— PROBLEM STATEMENT —
From the line containing "Indicate every instance of the mountain" to the end of the entries, return every line exactly, both ends included, and add nothing.

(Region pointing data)
↓↓↓
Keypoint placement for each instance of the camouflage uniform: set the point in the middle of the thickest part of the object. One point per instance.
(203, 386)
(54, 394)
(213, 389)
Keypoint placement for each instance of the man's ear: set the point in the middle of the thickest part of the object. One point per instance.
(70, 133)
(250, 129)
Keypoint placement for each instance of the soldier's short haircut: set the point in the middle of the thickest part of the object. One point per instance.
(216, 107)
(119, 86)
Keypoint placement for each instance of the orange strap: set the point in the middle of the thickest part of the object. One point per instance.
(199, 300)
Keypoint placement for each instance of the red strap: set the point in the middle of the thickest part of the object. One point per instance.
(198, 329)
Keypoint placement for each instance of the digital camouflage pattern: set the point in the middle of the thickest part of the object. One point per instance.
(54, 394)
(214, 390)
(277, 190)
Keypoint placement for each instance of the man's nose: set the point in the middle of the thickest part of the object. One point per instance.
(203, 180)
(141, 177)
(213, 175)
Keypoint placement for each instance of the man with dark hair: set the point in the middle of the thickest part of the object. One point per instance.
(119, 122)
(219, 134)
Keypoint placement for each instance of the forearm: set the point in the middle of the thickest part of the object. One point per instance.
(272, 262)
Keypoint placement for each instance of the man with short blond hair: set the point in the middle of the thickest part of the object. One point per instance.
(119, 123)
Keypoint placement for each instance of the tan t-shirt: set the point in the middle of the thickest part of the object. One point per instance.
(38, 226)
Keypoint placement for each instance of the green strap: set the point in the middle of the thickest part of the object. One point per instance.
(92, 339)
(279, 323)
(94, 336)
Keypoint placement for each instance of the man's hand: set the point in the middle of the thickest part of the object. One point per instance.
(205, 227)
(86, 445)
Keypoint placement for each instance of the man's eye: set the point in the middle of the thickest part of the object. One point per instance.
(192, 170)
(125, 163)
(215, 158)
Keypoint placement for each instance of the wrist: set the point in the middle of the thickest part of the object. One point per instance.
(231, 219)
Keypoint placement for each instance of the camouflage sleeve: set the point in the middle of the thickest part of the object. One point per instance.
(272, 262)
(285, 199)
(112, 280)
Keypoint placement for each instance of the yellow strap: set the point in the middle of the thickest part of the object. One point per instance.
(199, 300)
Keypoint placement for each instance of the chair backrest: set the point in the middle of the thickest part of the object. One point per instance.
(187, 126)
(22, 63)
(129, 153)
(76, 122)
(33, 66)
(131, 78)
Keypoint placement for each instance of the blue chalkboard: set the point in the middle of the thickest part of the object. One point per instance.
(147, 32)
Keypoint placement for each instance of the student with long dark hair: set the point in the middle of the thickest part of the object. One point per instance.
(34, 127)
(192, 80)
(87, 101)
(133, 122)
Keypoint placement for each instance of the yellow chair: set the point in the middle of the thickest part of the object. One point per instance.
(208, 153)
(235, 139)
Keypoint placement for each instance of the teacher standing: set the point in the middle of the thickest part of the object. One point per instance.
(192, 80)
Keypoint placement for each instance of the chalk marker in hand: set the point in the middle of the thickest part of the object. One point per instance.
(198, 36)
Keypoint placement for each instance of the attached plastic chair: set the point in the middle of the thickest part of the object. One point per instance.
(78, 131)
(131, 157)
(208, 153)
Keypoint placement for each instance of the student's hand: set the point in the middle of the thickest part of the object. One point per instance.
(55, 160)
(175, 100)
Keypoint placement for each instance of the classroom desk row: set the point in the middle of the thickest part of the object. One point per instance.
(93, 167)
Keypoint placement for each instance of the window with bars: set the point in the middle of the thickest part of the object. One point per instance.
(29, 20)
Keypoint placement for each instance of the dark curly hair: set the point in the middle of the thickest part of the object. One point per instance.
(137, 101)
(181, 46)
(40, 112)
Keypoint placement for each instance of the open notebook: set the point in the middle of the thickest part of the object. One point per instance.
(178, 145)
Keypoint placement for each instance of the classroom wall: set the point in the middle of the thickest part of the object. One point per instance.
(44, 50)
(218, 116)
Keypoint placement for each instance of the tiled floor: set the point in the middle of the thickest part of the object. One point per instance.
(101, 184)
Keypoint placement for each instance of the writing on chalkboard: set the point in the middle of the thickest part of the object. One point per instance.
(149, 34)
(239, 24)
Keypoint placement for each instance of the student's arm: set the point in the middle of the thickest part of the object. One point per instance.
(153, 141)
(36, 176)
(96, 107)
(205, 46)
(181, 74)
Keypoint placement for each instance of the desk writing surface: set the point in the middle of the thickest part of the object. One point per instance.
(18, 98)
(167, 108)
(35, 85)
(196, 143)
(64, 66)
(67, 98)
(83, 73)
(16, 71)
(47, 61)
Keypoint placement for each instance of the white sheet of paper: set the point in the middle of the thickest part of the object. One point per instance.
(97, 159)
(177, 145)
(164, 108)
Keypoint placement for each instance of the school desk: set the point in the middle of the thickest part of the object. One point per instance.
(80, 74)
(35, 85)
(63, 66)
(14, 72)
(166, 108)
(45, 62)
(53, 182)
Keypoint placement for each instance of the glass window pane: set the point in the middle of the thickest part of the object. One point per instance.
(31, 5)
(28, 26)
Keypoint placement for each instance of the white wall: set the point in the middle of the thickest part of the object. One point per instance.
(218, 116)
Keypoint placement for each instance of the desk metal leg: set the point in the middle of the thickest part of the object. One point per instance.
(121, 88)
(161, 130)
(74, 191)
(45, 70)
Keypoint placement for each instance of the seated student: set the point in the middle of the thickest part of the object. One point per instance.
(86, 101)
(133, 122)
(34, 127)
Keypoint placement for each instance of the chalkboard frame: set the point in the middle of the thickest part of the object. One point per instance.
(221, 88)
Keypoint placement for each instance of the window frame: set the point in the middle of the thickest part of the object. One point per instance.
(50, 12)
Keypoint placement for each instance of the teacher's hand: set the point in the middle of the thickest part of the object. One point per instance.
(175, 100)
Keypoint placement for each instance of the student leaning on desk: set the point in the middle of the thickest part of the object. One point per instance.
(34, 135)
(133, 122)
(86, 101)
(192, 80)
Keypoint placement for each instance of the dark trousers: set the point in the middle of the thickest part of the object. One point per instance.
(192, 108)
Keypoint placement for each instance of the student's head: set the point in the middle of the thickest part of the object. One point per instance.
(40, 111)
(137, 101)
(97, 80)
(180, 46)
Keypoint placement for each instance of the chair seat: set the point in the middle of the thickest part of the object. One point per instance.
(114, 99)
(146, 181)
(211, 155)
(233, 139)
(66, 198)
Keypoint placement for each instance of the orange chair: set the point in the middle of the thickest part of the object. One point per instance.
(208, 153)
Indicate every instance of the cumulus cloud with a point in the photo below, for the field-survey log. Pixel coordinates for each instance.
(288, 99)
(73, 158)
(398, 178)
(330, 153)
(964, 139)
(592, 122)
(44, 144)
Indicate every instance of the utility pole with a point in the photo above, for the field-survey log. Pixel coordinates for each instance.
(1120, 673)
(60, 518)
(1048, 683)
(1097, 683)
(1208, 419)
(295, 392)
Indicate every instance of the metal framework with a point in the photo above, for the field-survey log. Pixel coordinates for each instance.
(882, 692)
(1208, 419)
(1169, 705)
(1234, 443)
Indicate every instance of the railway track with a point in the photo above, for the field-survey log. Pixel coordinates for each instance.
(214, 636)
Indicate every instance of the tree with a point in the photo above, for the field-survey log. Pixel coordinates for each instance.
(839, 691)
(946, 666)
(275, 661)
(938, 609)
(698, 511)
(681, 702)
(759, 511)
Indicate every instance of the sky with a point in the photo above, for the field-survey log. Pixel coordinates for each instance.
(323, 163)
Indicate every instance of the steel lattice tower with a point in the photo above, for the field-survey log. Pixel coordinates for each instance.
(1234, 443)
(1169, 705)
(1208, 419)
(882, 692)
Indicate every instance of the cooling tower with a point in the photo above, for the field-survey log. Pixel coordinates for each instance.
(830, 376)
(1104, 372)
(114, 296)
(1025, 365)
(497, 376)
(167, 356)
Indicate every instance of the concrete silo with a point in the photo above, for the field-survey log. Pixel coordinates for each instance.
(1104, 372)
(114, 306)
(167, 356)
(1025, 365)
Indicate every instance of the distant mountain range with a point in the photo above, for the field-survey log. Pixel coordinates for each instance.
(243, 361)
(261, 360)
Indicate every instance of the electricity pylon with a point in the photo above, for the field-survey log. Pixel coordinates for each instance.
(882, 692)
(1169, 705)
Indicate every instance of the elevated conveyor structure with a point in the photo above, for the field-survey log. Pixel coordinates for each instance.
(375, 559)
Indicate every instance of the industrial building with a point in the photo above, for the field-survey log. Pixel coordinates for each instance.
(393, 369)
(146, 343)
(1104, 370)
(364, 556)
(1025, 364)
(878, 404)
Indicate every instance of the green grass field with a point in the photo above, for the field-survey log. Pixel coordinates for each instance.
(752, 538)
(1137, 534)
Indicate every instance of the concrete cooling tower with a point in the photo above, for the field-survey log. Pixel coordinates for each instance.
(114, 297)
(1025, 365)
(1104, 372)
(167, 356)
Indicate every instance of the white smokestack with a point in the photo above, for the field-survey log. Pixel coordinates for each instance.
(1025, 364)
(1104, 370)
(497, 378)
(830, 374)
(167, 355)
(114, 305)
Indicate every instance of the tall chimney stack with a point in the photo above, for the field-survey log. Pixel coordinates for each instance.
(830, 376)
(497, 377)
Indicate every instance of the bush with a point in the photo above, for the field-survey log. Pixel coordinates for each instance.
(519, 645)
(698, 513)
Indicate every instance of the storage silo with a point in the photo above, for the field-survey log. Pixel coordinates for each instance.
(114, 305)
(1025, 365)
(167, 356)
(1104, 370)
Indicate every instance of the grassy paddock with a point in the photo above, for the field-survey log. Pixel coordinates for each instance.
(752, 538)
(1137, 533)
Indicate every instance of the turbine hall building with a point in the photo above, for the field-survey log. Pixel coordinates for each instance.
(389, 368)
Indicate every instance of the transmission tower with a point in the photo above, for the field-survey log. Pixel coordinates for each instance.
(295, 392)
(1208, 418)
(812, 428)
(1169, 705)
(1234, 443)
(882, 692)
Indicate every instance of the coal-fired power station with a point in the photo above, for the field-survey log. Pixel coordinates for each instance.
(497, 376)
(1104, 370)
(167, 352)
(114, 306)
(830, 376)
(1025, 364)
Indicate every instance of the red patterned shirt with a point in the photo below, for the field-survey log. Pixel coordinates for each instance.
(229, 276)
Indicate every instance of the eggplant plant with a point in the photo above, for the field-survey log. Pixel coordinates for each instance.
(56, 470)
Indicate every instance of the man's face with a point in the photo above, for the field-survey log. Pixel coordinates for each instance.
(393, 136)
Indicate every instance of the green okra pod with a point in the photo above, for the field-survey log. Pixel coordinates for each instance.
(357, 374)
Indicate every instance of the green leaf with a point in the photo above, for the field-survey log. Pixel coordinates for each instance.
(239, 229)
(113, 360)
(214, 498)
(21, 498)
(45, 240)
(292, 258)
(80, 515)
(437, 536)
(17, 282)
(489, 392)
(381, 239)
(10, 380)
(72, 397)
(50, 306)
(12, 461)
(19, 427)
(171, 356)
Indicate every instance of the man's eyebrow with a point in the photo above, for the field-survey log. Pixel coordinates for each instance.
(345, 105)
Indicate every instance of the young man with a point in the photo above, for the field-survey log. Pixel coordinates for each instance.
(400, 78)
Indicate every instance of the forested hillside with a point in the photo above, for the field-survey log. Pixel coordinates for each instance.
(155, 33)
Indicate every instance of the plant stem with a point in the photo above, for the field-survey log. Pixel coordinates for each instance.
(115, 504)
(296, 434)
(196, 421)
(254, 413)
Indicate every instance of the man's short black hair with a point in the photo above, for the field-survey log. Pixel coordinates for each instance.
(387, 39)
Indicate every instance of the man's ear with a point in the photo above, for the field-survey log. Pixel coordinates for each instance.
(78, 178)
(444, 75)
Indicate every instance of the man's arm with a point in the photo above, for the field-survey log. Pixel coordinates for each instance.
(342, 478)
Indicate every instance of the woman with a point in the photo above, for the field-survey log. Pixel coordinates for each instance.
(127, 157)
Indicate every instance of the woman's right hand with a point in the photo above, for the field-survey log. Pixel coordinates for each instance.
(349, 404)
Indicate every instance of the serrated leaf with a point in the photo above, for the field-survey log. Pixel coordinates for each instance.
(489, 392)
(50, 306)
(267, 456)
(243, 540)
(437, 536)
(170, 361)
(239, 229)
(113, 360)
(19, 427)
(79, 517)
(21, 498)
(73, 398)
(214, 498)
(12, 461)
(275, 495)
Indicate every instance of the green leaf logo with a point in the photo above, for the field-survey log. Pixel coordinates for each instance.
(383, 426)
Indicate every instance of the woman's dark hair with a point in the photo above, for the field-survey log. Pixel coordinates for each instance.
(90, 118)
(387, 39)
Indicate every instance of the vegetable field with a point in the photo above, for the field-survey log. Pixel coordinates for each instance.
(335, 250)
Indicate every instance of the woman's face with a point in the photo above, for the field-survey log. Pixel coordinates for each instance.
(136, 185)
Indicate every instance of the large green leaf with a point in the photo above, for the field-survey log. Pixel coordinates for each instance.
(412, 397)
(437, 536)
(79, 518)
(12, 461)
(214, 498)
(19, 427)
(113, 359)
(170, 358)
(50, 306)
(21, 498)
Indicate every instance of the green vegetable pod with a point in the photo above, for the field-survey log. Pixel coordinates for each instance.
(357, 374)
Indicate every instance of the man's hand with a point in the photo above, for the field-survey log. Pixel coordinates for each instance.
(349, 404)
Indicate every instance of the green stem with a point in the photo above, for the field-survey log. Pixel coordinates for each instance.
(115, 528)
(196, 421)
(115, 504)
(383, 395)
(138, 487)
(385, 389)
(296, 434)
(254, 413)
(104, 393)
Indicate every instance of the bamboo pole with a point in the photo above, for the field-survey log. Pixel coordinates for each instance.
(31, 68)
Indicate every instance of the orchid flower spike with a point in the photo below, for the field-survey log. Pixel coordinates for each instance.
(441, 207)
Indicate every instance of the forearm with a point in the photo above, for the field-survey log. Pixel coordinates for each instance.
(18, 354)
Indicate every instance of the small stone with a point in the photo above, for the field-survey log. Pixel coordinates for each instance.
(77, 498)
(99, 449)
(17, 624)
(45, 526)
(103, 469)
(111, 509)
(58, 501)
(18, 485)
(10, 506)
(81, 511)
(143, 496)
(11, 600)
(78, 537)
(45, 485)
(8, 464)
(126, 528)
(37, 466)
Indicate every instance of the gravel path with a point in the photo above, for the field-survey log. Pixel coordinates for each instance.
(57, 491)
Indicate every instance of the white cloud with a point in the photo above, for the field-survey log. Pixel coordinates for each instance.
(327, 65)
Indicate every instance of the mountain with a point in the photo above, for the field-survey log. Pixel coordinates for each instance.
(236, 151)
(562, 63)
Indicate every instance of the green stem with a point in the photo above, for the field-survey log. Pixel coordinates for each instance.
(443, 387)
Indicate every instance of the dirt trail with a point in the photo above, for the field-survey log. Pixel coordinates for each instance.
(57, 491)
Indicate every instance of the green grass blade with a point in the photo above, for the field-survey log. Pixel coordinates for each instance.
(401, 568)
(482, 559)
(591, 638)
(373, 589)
↑↑↑
— EXERCISE SOLUTION —
Indicate every instance of the mountain with a point in the photo above, for the field-survey log. Pixel coordinates for each instance.
(236, 151)
(562, 63)
Indicate every instance of the green stem with a point in the photo above, for the field-survey log. Pixel coordinates for each instance.
(443, 387)
Indicate every instance of the dirt trail with a point in the photo above, for the field-survey log. Pixel coordinates for each instance.
(57, 491)
Indicate every instance of the green grass blade with a point in the photo above, for the field-survey log. Pixel coordinates for each instance.
(401, 568)
(482, 559)
(591, 638)
(373, 589)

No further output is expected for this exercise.